▶ _Instruction_:
The lines to be set down run from the line containing "blurred background in" through the final line of the data below; print them exactly and print nothing else.
>> Begin
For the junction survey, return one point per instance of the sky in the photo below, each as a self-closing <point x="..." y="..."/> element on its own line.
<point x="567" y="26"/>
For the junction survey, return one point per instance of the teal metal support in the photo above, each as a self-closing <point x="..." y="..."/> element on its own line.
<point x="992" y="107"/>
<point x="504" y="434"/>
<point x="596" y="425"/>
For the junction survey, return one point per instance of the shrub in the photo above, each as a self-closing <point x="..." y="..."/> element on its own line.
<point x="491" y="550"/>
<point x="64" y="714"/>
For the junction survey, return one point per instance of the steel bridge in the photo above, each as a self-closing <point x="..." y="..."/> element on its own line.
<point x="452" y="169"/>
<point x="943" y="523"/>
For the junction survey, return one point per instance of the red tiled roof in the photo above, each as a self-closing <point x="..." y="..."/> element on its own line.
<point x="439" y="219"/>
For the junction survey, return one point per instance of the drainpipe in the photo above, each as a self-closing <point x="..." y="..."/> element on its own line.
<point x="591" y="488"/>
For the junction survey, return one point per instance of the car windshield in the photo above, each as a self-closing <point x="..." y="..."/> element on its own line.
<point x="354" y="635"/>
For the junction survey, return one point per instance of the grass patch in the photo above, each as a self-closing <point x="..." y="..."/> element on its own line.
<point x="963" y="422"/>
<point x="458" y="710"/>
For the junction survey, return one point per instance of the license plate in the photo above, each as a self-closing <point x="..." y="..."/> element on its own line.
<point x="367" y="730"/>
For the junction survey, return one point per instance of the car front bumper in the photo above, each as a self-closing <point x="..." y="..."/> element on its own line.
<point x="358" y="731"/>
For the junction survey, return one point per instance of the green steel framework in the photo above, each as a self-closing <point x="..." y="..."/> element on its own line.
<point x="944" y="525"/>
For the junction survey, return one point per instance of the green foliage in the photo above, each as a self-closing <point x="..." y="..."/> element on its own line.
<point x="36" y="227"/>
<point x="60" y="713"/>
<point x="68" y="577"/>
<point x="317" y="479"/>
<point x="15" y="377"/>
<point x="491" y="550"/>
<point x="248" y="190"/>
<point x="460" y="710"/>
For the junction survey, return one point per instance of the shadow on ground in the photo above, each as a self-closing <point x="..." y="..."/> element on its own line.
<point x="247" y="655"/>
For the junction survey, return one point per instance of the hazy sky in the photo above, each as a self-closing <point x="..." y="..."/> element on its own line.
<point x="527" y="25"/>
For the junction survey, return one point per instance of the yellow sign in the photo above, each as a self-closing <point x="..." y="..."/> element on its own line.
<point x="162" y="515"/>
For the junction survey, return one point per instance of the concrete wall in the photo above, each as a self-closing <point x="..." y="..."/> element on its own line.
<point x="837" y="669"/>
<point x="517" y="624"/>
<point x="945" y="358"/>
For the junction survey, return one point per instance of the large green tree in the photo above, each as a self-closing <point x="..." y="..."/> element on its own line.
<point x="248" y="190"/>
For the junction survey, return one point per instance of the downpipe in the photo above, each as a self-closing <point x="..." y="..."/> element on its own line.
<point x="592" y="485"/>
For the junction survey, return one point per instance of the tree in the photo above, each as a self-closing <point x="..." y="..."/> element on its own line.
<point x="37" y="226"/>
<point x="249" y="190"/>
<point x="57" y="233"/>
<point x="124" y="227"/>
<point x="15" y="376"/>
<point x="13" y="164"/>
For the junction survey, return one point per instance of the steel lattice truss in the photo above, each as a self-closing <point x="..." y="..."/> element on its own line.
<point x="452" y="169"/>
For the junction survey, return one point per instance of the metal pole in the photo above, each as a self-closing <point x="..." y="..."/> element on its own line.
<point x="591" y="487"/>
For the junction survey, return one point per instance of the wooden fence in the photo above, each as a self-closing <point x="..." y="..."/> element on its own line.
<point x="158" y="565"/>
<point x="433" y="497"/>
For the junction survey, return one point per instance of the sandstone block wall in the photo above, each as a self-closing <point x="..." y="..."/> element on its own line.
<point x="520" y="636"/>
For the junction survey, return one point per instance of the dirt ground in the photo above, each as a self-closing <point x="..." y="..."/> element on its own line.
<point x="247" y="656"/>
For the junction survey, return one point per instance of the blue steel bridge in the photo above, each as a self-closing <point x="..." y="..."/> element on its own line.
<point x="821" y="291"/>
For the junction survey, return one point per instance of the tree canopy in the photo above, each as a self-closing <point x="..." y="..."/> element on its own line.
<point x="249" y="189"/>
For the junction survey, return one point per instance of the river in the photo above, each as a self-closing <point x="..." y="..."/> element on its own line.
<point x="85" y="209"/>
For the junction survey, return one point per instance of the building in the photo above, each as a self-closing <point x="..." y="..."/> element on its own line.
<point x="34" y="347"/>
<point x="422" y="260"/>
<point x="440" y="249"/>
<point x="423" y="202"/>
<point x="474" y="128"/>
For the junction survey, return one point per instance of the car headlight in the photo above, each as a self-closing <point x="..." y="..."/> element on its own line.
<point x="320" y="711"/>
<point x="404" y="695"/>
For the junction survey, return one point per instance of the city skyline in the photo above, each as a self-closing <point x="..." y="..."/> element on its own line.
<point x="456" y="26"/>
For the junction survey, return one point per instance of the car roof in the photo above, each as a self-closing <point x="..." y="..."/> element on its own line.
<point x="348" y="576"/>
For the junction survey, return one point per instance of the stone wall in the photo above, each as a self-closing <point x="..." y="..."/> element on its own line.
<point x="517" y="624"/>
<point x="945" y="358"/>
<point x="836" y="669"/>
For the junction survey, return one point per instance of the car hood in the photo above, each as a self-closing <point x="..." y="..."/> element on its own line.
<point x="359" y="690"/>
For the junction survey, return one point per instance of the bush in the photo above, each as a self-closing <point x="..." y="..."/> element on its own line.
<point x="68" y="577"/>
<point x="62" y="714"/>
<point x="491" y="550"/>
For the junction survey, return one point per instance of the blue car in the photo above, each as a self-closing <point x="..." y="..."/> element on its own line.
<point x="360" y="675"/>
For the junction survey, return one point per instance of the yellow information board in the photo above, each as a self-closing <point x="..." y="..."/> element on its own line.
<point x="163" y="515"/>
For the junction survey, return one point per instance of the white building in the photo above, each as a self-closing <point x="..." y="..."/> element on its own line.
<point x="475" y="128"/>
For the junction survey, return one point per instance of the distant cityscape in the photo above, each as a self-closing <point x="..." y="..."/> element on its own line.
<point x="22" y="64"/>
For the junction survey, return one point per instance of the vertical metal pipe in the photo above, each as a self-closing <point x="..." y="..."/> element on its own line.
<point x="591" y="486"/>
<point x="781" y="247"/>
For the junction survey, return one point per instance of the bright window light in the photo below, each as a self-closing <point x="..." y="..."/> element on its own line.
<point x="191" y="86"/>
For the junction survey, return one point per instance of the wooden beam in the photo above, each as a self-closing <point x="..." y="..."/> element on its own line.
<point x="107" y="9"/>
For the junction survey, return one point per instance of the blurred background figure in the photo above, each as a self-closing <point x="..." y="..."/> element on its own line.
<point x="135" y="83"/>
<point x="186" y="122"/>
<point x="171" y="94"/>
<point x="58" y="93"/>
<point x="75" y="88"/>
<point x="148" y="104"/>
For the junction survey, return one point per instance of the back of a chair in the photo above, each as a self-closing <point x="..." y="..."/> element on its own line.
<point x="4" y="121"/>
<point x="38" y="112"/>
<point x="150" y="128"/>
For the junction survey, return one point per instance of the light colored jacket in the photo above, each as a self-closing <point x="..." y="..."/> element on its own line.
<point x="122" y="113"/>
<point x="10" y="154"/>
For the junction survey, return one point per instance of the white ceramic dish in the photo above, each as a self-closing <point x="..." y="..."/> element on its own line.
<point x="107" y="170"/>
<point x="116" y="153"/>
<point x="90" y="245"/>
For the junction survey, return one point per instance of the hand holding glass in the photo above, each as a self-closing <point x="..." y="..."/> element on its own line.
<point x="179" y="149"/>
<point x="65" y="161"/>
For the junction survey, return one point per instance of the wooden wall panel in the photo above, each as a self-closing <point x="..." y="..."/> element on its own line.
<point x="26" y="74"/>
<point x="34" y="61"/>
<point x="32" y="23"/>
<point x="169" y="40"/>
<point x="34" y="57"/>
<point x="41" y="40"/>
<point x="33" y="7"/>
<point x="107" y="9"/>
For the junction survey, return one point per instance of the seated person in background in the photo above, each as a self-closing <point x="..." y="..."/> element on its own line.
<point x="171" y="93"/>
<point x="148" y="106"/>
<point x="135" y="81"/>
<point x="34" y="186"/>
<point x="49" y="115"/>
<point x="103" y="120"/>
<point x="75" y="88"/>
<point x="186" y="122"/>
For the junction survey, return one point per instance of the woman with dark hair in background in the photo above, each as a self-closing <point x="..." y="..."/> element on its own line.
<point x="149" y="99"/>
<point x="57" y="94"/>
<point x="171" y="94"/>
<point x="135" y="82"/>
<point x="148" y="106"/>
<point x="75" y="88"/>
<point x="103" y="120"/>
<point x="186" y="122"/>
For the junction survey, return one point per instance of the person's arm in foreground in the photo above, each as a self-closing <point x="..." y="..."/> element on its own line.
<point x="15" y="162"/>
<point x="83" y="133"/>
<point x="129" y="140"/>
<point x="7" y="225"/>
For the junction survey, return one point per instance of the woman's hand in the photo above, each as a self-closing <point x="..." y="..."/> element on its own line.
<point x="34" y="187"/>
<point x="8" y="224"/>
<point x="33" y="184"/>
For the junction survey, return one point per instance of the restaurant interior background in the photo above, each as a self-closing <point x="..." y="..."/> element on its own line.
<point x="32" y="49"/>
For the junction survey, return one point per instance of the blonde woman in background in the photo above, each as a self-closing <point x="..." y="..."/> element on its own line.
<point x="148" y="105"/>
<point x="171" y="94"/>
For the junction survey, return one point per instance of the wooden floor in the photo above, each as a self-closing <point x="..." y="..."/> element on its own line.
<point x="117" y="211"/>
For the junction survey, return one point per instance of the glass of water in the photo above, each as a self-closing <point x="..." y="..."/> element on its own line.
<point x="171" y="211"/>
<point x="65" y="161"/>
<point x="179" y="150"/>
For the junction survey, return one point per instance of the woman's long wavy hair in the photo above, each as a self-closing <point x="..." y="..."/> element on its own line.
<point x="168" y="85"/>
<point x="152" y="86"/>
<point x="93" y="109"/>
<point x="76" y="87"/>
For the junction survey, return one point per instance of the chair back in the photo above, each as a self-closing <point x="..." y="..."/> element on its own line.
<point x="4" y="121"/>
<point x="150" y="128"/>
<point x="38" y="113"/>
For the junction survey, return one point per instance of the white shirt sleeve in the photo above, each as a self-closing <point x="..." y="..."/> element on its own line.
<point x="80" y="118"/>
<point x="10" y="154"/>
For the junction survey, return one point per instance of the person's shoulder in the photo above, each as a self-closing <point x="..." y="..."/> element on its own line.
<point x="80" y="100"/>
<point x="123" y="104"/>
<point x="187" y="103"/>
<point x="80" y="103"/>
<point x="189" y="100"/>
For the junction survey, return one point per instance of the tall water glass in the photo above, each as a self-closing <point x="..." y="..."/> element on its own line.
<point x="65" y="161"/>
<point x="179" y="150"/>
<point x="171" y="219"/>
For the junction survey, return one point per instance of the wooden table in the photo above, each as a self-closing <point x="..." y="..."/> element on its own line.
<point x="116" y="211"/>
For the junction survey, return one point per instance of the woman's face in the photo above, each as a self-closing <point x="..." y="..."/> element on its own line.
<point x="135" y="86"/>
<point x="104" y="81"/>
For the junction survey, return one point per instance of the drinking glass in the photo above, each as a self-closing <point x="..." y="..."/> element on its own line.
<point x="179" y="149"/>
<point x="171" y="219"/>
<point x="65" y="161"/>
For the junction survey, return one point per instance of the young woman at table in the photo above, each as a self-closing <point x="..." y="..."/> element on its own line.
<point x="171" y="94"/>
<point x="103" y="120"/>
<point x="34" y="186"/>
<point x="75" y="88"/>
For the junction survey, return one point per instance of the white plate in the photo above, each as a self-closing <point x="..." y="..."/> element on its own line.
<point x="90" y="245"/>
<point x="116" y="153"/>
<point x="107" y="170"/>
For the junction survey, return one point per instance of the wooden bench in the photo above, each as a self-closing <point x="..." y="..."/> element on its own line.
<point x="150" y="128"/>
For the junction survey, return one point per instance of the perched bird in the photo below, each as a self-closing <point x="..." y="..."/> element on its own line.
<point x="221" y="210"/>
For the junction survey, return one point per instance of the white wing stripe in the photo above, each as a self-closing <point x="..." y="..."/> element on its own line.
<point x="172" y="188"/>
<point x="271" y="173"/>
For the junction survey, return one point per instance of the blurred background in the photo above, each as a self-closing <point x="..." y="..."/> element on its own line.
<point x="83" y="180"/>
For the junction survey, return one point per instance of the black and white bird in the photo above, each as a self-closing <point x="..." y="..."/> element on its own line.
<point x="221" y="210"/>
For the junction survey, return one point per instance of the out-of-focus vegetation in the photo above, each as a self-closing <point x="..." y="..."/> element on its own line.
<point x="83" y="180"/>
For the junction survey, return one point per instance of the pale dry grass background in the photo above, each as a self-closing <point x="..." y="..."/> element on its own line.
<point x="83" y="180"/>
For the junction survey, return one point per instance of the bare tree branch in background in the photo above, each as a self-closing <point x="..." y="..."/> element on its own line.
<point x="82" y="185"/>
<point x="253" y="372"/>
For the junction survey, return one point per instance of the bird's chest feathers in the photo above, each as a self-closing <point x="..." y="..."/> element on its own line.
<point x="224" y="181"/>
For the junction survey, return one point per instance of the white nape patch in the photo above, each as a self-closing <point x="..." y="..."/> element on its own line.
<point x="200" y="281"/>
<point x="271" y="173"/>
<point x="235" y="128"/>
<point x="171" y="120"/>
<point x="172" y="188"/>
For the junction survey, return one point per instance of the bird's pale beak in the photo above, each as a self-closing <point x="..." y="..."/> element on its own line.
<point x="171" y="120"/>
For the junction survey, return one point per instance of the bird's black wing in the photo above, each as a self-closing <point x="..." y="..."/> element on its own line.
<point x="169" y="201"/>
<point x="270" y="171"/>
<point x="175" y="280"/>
>> End
▶ _Finished exercise_:
For the junction survey, return one point per instance of the blurred background in the photo above, each as a self-closing <point x="..." y="..."/> element on its own line.
<point x="83" y="180"/>
For the junction survey, return one point per instance of the black and white bird in the photo above, each as a self-closing <point x="..." y="..."/> element on its own line.
<point x="221" y="210"/>
For the junction survey, return one point per instance of the out-of-focus vegetation in the photo above, each as a self-closing <point x="..." y="..."/> element on its own line.
<point x="83" y="180"/>
For the junction survey, return one point per instance of the pale dry grass background in the photo above, each as a self-closing <point x="..." y="..."/> element on its own line.
<point x="83" y="180"/>
For the junction survey, return one point per instance of the bare tree branch in background in the photo above, each as a self-closing <point x="..." y="..."/> element on its own line.
<point x="82" y="185"/>
<point x="253" y="372"/>
For the junction survey, return one point per instance of the bird's chest feathers in the photo above, each as a self-closing <point x="..." y="..."/> element on its own line.
<point x="224" y="181"/>
For the junction survey, return one point per instance of the white nape patch in the photo above, each as a self-closing <point x="..." y="..."/> element on its own line.
<point x="200" y="281"/>
<point x="271" y="173"/>
<point x="235" y="128"/>
<point x="171" y="120"/>
<point x="172" y="188"/>
For the junction survey, return one point per instance of the bird's pale beak in the photo above, each as a self-closing <point x="..." y="..."/> element on its own line.
<point x="171" y="120"/>
For the junction survey, return one point per instance of the bird's black wing in the photo above, each as a self-closing <point x="..." y="..."/> element on its own line.
<point x="169" y="201"/>
<point x="270" y="171"/>
<point x="175" y="280"/>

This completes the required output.